• **Written request**:
Reproduce word for word the part of the entries below that opens with the line containing "Expected: for every instance of the flower head" and closes with the last line of the entries, including both of those lines.

• **Dataset content**:
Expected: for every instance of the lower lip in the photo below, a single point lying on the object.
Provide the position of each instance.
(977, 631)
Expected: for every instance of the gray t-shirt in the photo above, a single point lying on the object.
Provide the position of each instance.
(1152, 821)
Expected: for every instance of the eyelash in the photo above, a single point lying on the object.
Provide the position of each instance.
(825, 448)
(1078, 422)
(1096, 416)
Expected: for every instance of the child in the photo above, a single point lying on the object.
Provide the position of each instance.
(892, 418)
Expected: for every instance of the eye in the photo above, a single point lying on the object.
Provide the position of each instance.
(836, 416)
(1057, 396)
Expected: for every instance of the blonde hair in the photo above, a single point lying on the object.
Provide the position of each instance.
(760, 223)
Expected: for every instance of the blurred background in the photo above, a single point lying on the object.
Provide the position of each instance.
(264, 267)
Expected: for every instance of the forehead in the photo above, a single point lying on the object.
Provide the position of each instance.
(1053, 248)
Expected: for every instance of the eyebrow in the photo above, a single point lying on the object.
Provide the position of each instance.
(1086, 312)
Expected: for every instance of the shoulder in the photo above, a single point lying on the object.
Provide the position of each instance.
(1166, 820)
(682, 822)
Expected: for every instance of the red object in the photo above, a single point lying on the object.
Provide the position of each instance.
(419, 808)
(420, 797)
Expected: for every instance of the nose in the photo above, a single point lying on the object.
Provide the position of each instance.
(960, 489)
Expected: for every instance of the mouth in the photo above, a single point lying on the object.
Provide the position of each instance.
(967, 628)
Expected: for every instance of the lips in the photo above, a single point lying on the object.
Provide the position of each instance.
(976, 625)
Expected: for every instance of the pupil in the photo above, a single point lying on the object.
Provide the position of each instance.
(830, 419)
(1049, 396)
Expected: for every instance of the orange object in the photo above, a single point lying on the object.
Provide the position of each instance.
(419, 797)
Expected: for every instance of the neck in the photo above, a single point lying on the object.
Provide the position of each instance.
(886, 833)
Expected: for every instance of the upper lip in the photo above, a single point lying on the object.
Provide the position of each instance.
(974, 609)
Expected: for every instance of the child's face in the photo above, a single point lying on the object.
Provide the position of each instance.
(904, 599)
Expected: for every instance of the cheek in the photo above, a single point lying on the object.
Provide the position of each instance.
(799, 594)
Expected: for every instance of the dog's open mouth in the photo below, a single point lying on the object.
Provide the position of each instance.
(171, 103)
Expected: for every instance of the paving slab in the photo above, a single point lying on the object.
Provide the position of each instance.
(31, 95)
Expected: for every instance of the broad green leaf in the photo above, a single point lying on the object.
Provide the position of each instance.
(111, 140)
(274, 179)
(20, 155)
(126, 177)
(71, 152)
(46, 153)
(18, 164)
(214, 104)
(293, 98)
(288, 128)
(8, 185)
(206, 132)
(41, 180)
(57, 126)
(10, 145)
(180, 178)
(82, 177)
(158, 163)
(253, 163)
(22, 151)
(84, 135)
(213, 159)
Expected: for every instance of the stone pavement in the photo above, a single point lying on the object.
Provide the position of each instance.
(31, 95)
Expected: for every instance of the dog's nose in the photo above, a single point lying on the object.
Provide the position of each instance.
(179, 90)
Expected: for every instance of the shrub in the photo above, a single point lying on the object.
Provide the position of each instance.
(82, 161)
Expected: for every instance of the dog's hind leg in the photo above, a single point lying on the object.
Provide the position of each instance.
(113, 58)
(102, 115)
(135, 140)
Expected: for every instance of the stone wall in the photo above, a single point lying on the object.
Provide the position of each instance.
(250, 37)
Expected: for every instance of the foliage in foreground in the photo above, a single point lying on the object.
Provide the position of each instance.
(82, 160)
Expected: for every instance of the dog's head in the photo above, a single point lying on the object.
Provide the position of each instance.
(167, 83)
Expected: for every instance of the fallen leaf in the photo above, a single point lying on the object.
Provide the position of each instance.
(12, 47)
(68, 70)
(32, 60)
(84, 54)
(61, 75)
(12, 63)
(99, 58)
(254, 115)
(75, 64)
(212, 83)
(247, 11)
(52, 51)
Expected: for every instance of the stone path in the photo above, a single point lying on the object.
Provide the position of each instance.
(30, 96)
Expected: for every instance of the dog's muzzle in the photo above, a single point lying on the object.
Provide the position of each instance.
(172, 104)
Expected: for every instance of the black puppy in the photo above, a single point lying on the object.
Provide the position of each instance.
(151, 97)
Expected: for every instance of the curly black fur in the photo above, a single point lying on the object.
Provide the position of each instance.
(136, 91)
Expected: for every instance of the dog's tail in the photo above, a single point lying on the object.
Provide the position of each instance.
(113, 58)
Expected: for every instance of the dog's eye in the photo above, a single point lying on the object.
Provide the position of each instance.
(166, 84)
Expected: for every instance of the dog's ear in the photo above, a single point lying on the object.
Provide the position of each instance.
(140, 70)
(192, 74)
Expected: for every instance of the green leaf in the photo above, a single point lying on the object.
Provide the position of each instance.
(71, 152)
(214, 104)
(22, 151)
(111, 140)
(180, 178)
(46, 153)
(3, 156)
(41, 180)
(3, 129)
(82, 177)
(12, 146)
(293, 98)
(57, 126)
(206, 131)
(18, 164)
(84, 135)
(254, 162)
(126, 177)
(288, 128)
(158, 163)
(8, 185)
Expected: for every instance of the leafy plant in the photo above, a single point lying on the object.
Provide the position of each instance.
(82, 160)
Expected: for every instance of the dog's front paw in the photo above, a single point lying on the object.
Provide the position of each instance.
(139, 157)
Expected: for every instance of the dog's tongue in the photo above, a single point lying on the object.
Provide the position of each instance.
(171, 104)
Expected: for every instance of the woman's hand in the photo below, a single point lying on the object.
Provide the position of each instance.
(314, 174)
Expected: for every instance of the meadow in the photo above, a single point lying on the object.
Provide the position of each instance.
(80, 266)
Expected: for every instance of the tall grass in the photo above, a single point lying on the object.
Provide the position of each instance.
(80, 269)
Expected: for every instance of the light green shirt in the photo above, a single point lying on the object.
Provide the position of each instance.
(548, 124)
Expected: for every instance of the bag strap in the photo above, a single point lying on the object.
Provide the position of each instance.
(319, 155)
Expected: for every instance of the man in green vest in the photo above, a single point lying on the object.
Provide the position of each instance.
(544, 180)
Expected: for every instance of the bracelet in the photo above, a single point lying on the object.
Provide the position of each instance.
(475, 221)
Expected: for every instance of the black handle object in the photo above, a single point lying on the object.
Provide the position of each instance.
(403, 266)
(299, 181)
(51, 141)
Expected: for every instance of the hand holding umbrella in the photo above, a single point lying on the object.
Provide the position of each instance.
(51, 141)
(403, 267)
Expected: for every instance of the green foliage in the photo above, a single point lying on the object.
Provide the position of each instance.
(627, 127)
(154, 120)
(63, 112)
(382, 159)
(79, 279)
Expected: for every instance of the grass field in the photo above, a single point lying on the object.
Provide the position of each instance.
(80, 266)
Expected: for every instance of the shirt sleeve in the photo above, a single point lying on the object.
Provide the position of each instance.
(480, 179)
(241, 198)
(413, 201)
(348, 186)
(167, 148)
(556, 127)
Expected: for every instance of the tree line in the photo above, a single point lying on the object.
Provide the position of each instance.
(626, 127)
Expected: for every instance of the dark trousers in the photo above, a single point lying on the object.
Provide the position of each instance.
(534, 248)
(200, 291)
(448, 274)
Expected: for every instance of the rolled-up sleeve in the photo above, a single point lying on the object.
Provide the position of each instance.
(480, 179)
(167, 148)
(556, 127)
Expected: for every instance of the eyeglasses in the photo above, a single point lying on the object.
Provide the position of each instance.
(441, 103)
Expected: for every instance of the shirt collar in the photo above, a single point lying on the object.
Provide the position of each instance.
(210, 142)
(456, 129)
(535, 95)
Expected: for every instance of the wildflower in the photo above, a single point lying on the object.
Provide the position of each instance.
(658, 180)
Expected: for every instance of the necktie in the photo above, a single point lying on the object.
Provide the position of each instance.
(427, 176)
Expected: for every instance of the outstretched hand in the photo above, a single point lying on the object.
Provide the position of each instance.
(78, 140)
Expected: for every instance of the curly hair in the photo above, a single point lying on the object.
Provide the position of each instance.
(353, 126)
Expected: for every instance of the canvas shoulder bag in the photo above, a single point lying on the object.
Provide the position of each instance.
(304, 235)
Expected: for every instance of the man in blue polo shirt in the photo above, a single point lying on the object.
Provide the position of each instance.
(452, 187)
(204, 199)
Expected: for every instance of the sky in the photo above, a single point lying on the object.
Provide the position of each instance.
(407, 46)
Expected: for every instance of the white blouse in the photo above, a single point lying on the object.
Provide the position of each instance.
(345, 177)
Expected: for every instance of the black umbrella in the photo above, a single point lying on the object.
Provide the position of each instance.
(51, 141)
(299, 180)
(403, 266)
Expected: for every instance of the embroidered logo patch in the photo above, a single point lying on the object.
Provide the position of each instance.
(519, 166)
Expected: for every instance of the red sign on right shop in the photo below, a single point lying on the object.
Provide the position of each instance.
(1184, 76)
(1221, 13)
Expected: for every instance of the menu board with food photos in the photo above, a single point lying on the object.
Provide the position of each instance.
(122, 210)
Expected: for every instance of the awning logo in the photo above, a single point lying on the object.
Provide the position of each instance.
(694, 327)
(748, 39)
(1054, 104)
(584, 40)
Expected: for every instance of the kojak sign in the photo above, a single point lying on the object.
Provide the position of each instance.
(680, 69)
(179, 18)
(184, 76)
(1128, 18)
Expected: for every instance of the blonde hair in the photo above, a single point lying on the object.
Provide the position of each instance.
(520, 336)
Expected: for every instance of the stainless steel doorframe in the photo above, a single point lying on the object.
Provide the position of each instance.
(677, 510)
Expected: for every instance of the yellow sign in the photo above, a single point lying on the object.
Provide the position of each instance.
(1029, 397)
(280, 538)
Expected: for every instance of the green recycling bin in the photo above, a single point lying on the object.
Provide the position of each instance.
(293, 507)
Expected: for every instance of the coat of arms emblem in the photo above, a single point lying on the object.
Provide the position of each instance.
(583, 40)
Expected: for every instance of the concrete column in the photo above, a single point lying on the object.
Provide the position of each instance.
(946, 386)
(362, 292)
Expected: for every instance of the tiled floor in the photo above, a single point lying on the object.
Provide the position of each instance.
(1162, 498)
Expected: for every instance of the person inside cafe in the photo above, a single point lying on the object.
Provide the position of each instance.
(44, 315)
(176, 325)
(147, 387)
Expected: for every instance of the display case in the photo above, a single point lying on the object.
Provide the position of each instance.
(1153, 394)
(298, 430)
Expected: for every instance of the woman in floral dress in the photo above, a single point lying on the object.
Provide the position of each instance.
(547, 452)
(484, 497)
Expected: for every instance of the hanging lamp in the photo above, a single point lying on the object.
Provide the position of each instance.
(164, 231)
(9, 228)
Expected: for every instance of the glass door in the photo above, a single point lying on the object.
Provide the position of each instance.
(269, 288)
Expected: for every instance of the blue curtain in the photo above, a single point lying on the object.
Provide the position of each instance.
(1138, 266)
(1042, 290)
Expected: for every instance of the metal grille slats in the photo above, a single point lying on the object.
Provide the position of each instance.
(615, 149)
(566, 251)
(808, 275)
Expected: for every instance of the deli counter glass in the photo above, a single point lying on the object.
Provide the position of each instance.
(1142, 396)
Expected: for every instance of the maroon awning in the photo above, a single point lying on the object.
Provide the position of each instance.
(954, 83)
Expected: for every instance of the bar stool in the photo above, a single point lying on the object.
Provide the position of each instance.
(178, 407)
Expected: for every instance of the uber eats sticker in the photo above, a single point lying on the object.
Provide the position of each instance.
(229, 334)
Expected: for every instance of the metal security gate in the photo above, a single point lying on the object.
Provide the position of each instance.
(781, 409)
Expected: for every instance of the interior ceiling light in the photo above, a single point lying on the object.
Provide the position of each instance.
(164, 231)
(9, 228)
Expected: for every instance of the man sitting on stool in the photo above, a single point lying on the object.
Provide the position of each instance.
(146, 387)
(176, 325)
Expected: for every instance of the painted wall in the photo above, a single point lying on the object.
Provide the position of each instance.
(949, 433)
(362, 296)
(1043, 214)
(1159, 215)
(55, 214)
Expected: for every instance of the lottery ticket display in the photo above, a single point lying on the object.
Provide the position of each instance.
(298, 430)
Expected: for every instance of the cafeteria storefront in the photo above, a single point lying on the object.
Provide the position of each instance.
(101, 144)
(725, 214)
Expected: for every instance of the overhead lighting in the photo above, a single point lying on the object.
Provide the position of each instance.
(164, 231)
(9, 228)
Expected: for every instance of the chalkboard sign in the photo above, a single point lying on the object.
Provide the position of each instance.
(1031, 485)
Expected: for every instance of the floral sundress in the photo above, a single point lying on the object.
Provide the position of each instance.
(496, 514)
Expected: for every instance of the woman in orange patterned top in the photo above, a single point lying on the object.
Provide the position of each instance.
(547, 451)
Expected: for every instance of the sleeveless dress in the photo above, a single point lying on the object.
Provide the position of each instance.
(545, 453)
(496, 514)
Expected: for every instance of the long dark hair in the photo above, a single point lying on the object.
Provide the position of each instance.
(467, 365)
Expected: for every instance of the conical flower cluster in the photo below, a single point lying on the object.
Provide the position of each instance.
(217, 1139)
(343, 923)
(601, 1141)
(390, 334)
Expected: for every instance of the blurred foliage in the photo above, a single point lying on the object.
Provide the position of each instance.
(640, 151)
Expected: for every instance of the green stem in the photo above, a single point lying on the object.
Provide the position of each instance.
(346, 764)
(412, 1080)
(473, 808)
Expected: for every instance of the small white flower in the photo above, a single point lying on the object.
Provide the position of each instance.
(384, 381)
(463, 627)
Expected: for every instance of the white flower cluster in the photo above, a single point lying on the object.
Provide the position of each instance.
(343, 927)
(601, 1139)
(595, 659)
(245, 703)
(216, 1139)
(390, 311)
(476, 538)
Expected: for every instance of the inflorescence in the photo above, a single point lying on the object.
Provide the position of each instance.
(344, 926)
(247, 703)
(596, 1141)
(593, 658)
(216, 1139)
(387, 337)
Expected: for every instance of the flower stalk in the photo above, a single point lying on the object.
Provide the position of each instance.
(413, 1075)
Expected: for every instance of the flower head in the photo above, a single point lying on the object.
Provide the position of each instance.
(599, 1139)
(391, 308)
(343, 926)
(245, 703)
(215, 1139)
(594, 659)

• **Output below**:
Expected: for every instance of the flower head in the photo above, a single point lying on the object.
Provide the position of each instance.
(599, 1139)
(391, 308)
(343, 926)
(245, 703)
(215, 1139)
(594, 659)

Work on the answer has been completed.